Problem details: The answer should consist of all the records, written out word for word.
* * * *
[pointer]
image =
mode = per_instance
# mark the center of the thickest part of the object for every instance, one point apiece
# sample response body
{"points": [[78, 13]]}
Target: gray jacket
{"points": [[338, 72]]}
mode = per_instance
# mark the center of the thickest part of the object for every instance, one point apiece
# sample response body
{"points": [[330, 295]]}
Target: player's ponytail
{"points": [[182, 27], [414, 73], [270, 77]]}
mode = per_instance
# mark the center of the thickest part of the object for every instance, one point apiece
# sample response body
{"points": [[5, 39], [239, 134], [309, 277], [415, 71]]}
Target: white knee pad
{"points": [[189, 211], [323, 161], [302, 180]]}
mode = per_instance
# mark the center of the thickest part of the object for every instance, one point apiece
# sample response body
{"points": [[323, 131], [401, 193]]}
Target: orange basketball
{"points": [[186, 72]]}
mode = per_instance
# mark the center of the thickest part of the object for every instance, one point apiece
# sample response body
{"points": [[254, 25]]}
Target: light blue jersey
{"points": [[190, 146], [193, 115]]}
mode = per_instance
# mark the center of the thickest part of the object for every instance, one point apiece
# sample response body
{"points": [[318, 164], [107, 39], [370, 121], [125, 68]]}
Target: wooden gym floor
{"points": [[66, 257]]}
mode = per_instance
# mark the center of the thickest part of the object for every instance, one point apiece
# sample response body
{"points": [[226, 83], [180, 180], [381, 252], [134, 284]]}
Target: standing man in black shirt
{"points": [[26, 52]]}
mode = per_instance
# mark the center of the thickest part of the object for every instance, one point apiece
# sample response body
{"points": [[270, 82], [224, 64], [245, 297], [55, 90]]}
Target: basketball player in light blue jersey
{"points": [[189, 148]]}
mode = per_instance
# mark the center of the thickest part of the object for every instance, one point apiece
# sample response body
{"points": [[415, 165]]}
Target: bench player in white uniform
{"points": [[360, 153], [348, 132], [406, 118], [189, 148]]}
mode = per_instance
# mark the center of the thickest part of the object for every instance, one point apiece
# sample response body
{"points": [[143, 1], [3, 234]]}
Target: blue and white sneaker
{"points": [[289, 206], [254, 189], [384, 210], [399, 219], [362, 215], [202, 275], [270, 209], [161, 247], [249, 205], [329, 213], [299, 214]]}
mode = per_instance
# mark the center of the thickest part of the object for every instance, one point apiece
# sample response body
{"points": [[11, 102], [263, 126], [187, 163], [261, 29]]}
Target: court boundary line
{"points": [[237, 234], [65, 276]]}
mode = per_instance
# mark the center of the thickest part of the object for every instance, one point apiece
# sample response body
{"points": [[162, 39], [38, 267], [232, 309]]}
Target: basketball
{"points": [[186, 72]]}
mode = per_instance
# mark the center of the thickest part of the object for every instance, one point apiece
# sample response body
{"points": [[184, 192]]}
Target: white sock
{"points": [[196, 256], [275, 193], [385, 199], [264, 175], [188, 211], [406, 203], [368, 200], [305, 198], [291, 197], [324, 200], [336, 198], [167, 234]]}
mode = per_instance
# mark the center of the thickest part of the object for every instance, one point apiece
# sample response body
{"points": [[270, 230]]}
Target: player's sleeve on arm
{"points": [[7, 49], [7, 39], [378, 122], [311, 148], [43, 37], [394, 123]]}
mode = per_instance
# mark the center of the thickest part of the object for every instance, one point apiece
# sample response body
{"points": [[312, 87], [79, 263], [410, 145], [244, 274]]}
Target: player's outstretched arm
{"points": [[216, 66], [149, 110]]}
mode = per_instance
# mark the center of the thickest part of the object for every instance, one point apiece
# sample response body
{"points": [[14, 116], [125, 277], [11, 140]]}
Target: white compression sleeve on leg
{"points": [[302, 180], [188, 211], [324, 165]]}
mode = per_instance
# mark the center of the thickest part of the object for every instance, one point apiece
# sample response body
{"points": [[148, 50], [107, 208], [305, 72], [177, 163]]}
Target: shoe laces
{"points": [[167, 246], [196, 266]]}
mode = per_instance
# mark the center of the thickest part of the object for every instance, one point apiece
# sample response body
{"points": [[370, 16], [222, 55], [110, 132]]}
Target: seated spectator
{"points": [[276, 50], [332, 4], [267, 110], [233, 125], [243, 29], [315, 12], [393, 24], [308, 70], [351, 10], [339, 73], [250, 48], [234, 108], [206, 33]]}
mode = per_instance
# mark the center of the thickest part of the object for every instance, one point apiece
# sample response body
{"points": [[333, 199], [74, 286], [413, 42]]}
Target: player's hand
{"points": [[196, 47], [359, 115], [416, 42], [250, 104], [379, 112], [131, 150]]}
* * * *
Output below:
[pointer]
image =
mode = per_instance
# mark the center of the thickest part of the object for every instance, one point apiece
# sample response body
{"points": [[78, 13]]}
Target: gray jacket
{"points": [[338, 72]]}
mode = per_instance
# mark the center of the thickest part of the object for every instance, one point apiece
# sample response body
{"points": [[330, 295]]}
Target: player's ponytail
{"points": [[182, 27], [414, 73], [270, 77]]}
mode = per_instance
# mark the center of the thickest part of the object for every instance, one point apiece
# sample response body
{"points": [[5, 39], [239, 134], [309, 277], [415, 71]]}
Target: white knee pad
{"points": [[189, 211], [323, 161], [302, 180]]}
mode = per_instance
# mark the center of the thickest part of the object for every instance, one point apiece
# sample response body
{"points": [[323, 131], [401, 193]]}
Target: orange basketball
{"points": [[186, 72]]}
mode = per_instance
# mark the center of the thickest part of the object for every instance, one point apiece
# sample response body
{"points": [[254, 25]]}
Target: light blue jersey
{"points": [[190, 146], [193, 115]]}
mode = per_instance
# mark the center of the thickest part of the object for every instance, one point apiece
# sample response body
{"points": [[318, 164], [107, 39], [370, 121], [125, 68]]}
Target: wooden gym floor
{"points": [[66, 257]]}
mode = per_instance
# mark the center of the thickest part of the object for every instance, one point apiece
# sample response body
{"points": [[226, 83], [180, 180], [381, 252], [134, 284]]}
Target: standing man in black shirt
{"points": [[26, 52]]}
mode = per_instance
# mark the center of the thickest part of the object for every instance, one point apiece
# sample response body
{"points": [[270, 82], [224, 64], [245, 297], [55, 90]]}
Target: basketball player in light blue jersey
{"points": [[189, 148]]}
mode = per_instance
# mark the center of the thickest part of the object for every instance, one point apiece
# sample response body
{"points": [[415, 165]]}
Target: bench player in white uniform
{"points": [[360, 153], [348, 132], [406, 118], [189, 148]]}
mode = per_instance
# mark the center of the thickest part of the object for every instance, one point apiece
# sample response body
{"points": [[143, 1], [3, 234]]}
Target: blue and white sneaker
{"points": [[289, 206], [254, 189], [384, 210], [399, 219], [362, 215], [202, 275], [270, 209], [161, 247], [249, 205], [329, 213], [299, 214]]}
mode = per_instance
# mark the center of the thickest part of the object for every instance, one point apiece
# sample response body
{"points": [[11, 102], [263, 126], [187, 163], [261, 29]]}
Target: court boundary line
{"points": [[237, 234], [65, 276]]}
mode = per_instance
# mark the center of the thickest part of the object for every instance, one point apiece
# sample response body
{"points": [[162, 39], [38, 267], [232, 309]]}
Target: basketball
{"points": [[186, 72]]}
mode = per_instance
# mark the center of the thickest part of the object for every instance, one point apiece
# sample response body
{"points": [[184, 192]]}
Target: white sock
{"points": [[196, 256], [275, 193], [385, 199], [264, 175], [188, 211], [406, 203], [368, 200], [305, 198], [291, 197], [324, 200], [336, 198], [167, 234]]}
mode = per_instance
# mark the center of the thickest part of the object for every instance, one point apiece
# sample response body
{"points": [[270, 230]]}
Target: player's sleeve on arm
{"points": [[7, 49], [7, 39], [378, 122], [311, 148], [43, 37], [394, 123]]}
mode = per_instance
# mark the center of the thickest part of the object for every instance, one point apiece
# sample response body
{"points": [[312, 87], [79, 263], [410, 145], [244, 274]]}
Target: player's outstretched arm
{"points": [[216, 66], [149, 110]]}
mode = per_instance
# mark the center of the thickest part of the object for every instance, one point apiece
# sample response body
{"points": [[14, 116], [125, 277], [11, 140]]}
Target: white compression sleeve on leg
{"points": [[302, 180], [188, 211], [324, 165]]}
mode = per_instance
# mark the center of the thickest part of the object for every instance, one point apiece
# sample response body
{"points": [[148, 50], [107, 208], [305, 72], [177, 163]]}
Target: shoe laces
{"points": [[167, 246], [196, 266]]}
mode = per_instance
# mark the center of the thickest part of the object for every instance, one point apiece
# sample response body
{"points": [[370, 16], [222, 55], [110, 132]]}
Target: seated spectator
{"points": [[276, 50], [332, 4], [267, 110], [233, 125], [243, 29], [315, 12], [393, 24], [308, 70], [351, 10], [339, 73], [250, 48], [234, 108], [206, 33]]}
mode = per_instance
# mark the center of the thickest part of the object for every instance, one point apiece
# sample response body
{"points": [[333, 199], [74, 286], [413, 42]]}
Target: player's hand
{"points": [[196, 47], [359, 115], [416, 42], [250, 104], [379, 112], [131, 150]]}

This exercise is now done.